⟨

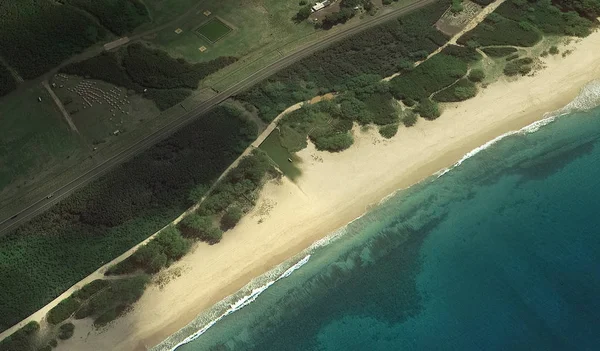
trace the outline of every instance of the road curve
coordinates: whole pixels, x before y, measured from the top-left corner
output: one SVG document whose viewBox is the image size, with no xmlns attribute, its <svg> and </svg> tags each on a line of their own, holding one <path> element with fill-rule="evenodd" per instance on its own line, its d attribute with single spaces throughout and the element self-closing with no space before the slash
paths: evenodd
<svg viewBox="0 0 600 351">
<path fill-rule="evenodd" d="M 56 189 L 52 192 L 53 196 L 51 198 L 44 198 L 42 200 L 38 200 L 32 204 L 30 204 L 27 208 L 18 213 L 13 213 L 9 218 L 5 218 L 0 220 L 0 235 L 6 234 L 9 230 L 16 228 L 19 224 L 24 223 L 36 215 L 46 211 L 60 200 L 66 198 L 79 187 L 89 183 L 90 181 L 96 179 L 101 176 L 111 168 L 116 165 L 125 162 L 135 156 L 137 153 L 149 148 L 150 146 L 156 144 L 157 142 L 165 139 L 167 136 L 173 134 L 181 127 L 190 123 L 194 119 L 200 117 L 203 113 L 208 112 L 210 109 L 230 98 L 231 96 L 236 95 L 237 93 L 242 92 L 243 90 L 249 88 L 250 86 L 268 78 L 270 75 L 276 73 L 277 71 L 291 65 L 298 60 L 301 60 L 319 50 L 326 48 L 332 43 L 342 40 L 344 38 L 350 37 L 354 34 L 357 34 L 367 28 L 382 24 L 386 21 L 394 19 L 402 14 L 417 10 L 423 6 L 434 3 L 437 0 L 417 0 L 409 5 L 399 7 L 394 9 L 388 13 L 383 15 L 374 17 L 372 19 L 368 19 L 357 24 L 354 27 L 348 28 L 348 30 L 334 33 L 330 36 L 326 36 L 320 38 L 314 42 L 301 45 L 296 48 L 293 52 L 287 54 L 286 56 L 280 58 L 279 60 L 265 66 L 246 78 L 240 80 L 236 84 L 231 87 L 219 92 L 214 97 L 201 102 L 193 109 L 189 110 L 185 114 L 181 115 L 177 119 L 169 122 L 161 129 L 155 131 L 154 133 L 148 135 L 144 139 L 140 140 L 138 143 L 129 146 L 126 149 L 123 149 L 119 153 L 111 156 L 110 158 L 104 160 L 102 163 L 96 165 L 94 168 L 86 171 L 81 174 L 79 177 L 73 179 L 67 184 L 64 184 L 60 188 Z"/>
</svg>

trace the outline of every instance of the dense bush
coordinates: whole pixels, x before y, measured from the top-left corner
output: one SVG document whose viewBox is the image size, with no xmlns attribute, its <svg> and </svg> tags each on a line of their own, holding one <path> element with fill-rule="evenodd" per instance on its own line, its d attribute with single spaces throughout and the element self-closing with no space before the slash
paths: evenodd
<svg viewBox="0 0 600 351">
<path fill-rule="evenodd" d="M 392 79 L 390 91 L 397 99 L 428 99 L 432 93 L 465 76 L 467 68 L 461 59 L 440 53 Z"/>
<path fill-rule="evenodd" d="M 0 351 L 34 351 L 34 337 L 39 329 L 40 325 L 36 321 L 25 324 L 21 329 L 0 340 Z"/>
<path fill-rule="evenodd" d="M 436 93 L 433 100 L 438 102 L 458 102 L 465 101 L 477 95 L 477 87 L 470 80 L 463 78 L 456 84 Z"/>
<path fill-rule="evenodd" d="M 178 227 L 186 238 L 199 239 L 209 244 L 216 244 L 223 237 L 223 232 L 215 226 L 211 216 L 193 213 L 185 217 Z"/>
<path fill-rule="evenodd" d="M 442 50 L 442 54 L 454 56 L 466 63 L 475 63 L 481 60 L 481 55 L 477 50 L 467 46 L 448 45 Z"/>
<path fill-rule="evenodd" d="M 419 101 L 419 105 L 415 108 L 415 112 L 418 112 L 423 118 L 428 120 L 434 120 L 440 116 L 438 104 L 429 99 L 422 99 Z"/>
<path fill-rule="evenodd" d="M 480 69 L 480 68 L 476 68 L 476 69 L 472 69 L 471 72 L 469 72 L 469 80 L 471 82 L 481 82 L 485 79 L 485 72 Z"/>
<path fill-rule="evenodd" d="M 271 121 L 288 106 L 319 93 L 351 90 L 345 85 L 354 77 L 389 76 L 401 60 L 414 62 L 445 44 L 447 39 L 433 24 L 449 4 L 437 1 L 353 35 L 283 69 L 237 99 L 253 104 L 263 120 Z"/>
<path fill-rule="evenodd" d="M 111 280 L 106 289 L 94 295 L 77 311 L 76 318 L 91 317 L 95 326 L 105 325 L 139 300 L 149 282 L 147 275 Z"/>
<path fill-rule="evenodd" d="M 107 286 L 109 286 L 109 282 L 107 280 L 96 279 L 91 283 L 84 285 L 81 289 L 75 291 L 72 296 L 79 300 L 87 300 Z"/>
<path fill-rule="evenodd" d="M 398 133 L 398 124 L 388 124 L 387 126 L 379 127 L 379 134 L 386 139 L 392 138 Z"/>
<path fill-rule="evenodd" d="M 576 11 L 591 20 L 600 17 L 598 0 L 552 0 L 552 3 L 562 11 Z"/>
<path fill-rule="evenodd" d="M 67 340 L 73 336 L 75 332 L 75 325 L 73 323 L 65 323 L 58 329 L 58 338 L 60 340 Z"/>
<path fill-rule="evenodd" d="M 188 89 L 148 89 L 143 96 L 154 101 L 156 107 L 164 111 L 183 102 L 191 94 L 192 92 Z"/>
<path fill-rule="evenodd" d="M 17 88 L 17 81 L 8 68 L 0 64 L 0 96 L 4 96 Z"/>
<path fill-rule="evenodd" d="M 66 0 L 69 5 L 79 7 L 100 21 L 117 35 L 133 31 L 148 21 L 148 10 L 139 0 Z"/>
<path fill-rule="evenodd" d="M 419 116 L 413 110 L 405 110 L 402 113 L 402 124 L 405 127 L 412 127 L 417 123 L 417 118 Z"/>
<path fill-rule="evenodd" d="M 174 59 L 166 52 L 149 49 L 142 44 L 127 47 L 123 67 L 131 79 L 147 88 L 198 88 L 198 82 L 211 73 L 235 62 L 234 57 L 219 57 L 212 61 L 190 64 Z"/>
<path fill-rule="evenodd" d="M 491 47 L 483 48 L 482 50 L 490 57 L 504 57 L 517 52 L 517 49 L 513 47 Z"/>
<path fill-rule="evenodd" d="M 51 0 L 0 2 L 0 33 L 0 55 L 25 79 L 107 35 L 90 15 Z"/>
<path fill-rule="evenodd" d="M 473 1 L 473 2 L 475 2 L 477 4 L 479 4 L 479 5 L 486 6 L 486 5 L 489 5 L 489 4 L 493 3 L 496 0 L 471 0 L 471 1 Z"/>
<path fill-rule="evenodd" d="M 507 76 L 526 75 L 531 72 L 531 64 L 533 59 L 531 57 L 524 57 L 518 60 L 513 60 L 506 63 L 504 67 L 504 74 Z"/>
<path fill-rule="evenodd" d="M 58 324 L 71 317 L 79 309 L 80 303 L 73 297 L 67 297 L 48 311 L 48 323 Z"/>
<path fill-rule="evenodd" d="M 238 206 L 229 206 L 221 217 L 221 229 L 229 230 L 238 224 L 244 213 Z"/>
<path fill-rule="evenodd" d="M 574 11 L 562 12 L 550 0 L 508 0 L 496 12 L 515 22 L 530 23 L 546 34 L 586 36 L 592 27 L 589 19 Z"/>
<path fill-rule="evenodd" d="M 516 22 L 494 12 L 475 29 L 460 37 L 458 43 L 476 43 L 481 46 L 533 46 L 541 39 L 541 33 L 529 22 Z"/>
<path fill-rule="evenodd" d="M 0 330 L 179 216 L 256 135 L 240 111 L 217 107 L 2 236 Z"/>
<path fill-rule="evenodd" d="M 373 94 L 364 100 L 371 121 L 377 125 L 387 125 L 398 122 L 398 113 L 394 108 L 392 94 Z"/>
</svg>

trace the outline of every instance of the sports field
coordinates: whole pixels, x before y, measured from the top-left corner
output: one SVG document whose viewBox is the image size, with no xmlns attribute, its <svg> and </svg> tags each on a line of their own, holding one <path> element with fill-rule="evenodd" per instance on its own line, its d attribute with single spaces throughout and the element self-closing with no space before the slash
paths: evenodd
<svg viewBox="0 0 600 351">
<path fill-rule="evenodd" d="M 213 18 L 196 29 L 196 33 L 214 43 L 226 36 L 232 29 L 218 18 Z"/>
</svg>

⟩
⟨

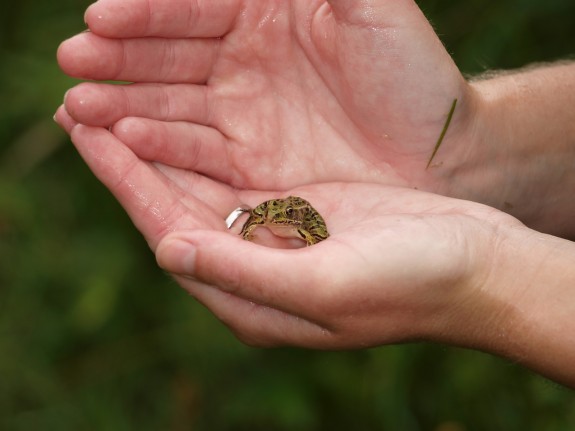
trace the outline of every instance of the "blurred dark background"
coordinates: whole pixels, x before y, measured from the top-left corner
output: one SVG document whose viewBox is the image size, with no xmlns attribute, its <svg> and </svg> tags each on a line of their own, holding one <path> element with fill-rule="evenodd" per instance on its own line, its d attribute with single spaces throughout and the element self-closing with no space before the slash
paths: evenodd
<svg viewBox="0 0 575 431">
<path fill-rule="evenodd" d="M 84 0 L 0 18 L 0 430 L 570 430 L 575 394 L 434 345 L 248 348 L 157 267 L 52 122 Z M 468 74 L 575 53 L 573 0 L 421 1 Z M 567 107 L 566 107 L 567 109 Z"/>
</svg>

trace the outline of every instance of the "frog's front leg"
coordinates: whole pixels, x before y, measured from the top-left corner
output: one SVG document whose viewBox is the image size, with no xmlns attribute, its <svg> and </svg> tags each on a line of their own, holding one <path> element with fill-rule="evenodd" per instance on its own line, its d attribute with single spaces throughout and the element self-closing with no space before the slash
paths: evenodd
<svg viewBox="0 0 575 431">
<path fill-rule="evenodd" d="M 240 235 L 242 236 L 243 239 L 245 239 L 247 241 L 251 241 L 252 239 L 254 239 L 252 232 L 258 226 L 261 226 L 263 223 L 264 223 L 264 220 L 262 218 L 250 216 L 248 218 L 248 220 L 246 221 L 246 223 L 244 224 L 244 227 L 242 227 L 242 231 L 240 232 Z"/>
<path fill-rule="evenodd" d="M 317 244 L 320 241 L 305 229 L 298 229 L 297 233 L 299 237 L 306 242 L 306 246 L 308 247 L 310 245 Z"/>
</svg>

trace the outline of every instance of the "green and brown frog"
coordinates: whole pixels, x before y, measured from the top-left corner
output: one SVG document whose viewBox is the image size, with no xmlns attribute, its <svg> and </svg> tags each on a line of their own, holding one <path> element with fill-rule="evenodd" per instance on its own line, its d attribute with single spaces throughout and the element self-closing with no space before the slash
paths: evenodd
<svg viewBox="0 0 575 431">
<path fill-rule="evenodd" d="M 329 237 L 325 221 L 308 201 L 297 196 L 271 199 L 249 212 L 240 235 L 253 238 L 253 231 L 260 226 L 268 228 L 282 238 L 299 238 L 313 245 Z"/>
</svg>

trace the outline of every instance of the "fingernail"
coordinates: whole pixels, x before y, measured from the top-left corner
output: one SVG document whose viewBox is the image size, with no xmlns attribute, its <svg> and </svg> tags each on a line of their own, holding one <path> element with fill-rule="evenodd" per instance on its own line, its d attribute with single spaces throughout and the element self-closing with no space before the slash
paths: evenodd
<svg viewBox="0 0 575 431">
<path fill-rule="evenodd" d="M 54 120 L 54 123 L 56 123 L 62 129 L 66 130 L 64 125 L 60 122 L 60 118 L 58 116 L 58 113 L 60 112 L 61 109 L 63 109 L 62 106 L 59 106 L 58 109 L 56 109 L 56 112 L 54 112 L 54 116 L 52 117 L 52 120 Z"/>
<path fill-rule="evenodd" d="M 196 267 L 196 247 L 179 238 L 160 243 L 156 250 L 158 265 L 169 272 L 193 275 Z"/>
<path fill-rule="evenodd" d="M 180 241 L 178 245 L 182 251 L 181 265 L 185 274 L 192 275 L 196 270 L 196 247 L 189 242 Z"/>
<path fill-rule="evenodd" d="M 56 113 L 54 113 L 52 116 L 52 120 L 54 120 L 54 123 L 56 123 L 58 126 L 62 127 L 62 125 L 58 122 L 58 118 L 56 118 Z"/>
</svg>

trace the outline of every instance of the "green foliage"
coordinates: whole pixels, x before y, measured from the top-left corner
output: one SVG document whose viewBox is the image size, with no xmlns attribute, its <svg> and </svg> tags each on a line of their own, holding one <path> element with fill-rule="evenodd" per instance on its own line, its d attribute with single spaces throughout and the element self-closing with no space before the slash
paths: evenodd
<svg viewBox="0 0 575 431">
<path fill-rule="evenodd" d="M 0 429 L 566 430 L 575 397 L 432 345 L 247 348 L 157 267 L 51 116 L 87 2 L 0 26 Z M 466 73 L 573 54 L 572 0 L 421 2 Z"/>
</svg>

⟩

● WHAT TO WORK ON
Find how many lines of the listing include the word "every" and answer with that count by itself.

● SOLUTION FOR THIS EXERCISE
8